> 待办任务:
A – 根据这篇 Scrapy 持久化教程作答：
(i) QuoteItem 类定义了哪三个字段？
(ii) QuoteSpider 的 name 属性值是什么？
(iii) 知识点中，用来做 url 拼接的是哪一项？
B – 请从这篇 Scrapy 持久化教程中照原样抄出一段，以“一、items保存爬取的文件”开头，以“tags = scrapy.Field()”结尾。

• Scrapy持久化(items+pipelines)


    一、items保存爬取的文件

    items.py

    import scrapy
    
    
    class QuoteItem(scrapy.Item):
        # define the fields for your item here like:
        # name = scrapy.Field()
        text = scrapy.Field()
        author = scrapy.Field()
        tags = scrapy.Field()

    quote.py

    # -*- coding: utf-8 -*-
    import scrapy
    from toscrapy.items import QuoteItem
    
    
    class QuoteSpider(scrapy.Spider):
        name = 'quote'
        allowed_domains = ['quotes.toscrape.com']
        start_urls = ['http://quotes.toscrape.com/']
        """
        知识点
            1. text()获取标签的text
            2. @属性  获取属性的值
            3. extract()查找多个    extract_first() 查找一个
            4. response.urljoin     url拼接
            5. scrapy.Request(url=_next, callback=self.parse)   回调
        """
        def parse(self, response):
            # print(response.text)

> 原始数据:
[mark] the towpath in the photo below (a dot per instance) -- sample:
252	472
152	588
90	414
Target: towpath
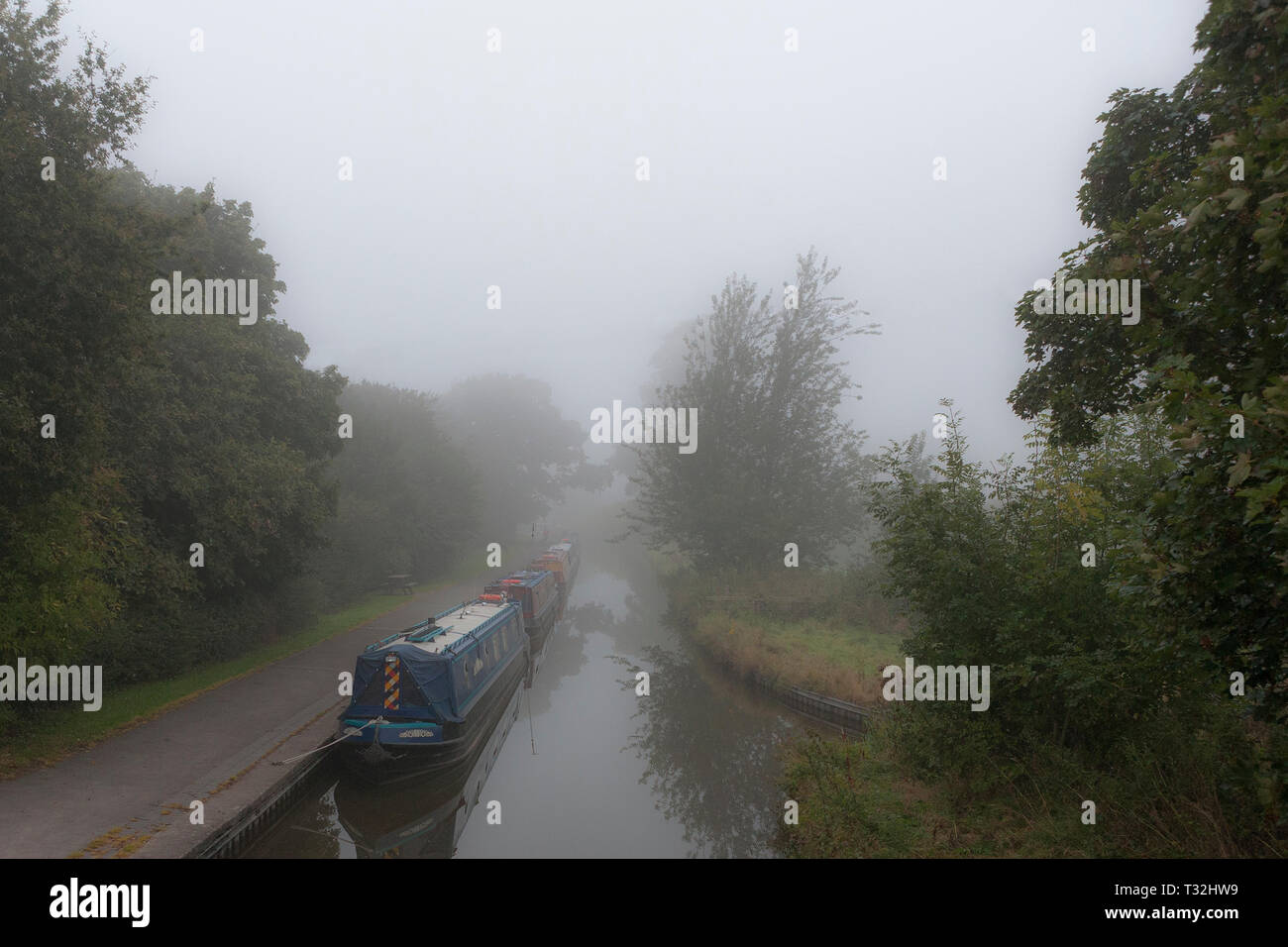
130	793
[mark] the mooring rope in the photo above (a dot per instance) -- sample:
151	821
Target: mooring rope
343	736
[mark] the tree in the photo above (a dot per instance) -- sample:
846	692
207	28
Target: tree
774	463
1186	193
524	451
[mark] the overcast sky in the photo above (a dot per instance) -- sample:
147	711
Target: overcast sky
518	169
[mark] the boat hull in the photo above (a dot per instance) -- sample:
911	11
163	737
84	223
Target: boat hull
386	758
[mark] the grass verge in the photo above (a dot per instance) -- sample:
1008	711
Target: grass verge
64	729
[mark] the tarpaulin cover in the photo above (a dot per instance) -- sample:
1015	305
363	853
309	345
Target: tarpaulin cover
428	673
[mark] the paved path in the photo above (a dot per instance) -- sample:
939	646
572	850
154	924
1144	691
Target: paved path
132	792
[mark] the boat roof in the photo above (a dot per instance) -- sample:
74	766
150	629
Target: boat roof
445	630
528	578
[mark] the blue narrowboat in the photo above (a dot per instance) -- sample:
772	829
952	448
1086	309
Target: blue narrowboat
424	697
536	592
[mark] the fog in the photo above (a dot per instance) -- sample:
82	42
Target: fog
518	169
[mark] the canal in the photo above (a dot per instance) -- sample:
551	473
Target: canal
580	766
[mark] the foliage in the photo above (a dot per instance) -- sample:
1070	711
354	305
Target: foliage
774	464
1170	208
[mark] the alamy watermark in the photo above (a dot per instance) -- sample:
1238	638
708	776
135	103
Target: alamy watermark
1089	298
649	425
941	684
58	684
206	298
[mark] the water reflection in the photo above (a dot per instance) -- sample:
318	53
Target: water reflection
595	771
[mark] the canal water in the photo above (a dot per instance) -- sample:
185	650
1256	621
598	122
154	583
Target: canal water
580	766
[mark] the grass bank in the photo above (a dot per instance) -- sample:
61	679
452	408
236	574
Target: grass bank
863	799
44	740
828	633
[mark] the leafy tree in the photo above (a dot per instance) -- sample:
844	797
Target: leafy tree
524	451
1185	192
407	495
68	328
774	463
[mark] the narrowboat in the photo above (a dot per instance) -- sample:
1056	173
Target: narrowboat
555	561
536	592
572	556
425	697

> 参考答案:
A –
(i) text、author、tags
(ii) 'quote'
(iii) response.urljoin

B –
一、items保存爬取的文件

    items.py

    import scrapy
    
    
    class QuoteItem(scrapy.Item):
        # define the fields for your item here like:
        # name = scrapy.Field()
        text = scrapy.Field()
        author = scrapy.Field()
        tags = scrapy.Field()